■ **Problem requirements**
Please count the lines in the records below that contain the word "noun", with case counting, and reply with only that number.

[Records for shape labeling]

** Start **

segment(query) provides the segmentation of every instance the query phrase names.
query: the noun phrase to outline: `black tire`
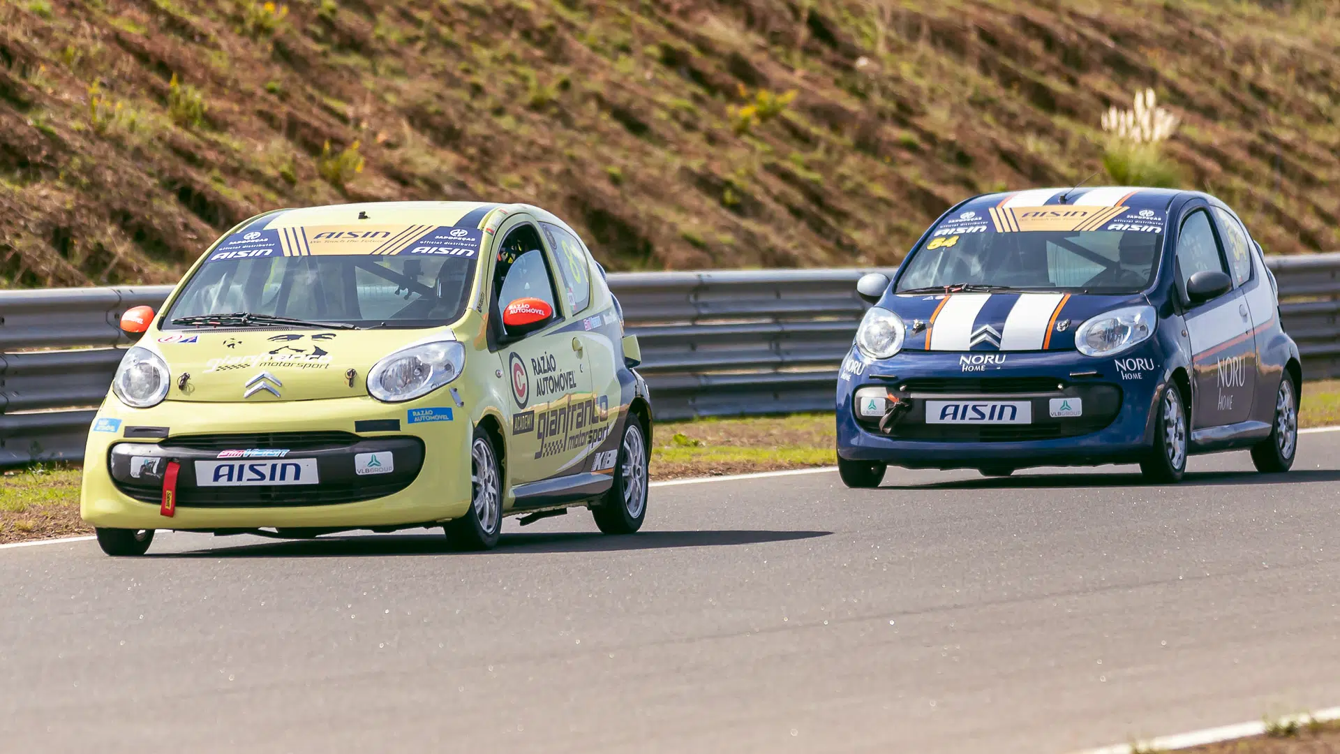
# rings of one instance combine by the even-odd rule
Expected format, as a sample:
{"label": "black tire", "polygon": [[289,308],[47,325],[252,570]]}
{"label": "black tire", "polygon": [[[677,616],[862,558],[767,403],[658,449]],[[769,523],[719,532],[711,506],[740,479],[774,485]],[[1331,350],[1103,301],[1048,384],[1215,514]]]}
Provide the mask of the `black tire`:
{"label": "black tire", "polygon": [[1147,482],[1178,483],[1186,474],[1189,448],[1186,400],[1175,384],[1168,384],[1159,397],[1158,416],[1154,420],[1154,447],[1140,462],[1140,471]]}
{"label": "black tire", "polygon": [[647,518],[647,433],[636,415],[628,416],[614,462],[614,486],[591,507],[595,525],[606,534],[632,534]]}
{"label": "black tire", "polygon": [[879,483],[884,480],[884,471],[887,470],[887,463],[879,463],[876,460],[847,460],[838,456],[838,476],[842,476],[842,483],[852,490],[871,490],[879,487]]}
{"label": "black tire", "polygon": [[1289,373],[1274,394],[1274,427],[1270,436],[1252,447],[1252,463],[1262,474],[1289,471],[1298,453],[1298,386]]}
{"label": "black tire", "polygon": [[153,529],[94,529],[98,546],[114,558],[139,557],[154,541]]}
{"label": "black tire", "polygon": [[470,440],[470,508],[444,529],[456,550],[492,550],[503,534],[503,467],[493,437],[478,427]]}

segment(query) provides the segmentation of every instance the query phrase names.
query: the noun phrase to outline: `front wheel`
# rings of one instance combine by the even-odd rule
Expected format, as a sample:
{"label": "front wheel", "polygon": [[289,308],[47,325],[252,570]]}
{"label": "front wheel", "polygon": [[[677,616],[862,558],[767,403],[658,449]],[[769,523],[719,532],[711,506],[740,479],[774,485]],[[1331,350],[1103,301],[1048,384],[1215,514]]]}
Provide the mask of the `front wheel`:
{"label": "front wheel", "polygon": [[1182,393],[1177,385],[1170,384],[1163,389],[1163,398],[1159,401],[1159,415],[1154,423],[1154,447],[1150,456],[1140,462],[1140,471],[1150,482],[1182,480],[1186,474],[1186,408],[1182,402]]}
{"label": "front wheel", "polygon": [[154,541],[153,529],[94,529],[98,546],[109,555],[138,557],[149,551]]}
{"label": "front wheel", "polygon": [[614,463],[614,486],[604,500],[591,507],[595,525],[606,534],[632,534],[647,518],[647,440],[642,420],[628,416]]}
{"label": "front wheel", "polygon": [[503,533],[503,471],[488,432],[470,441],[470,508],[444,527],[458,550],[492,550]]}
{"label": "front wheel", "polygon": [[1274,427],[1270,436],[1252,448],[1252,463],[1262,474],[1289,471],[1298,451],[1298,393],[1289,374],[1274,396]]}
{"label": "front wheel", "polygon": [[847,460],[838,456],[838,475],[842,483],[852,490],[870,490],[879,487],[884,480],[884,471],[888,464],[874,460]]}

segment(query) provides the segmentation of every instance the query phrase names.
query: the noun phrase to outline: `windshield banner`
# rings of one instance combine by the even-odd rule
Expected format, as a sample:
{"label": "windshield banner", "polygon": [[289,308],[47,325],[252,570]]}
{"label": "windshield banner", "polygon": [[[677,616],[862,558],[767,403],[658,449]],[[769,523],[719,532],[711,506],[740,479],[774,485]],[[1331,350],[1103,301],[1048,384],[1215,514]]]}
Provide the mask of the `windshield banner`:
{"label": "windshield banner", "polygon": [[265,256],[394,256],[430,254],[472,259],[484,231],[442,225],[322,225],[248,231],[228,236],[209,262]]}

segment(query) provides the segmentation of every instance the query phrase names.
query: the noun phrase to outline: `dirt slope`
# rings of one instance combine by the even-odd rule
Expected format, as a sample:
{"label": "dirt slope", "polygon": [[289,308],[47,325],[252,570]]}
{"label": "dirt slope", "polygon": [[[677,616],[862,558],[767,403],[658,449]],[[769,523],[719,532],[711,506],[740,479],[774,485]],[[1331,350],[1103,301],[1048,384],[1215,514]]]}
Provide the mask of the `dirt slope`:
{"label": "dirt slope", "polygon": [[1340,248],[1333,7],[3,0],[0,286],[172,280],[255,212],[387,199],[540,204],[616,270],[888,263],[1100,170],[1144,86],[1183,185]]}

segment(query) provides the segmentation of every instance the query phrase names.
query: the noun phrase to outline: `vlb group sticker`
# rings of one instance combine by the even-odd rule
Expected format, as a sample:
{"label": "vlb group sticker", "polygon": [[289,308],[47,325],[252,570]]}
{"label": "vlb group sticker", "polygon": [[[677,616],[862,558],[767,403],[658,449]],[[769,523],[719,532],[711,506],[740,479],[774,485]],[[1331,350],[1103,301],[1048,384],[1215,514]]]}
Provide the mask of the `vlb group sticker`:
{"label": "vlb group sticker", "polygon": [[512,397],[517,408],[525,408],[531,401],[531,374],[525,370],[525,360],[516,352],[508,354],[508,372],[512,374]]}

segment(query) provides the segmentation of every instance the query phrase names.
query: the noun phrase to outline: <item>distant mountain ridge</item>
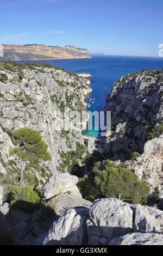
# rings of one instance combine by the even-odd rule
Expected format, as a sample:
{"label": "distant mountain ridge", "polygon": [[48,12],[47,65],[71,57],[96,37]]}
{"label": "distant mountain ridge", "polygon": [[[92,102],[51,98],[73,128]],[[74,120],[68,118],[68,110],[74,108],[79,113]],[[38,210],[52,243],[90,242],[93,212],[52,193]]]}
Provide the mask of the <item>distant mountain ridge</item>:
{"label": "distant mountain ridge", "polygon": [[72,45],[65,47],[52,46],[34,44],[3,45],[3,57],[0,60],[32,60],[57,59],[91,58],[86,49],[76,48]]}

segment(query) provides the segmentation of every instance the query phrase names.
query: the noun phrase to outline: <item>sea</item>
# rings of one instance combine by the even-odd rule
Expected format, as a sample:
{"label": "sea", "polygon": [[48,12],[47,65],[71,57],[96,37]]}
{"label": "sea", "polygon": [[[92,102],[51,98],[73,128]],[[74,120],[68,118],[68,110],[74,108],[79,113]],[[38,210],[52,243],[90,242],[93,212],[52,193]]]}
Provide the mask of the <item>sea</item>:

** End **

■ **Result**
7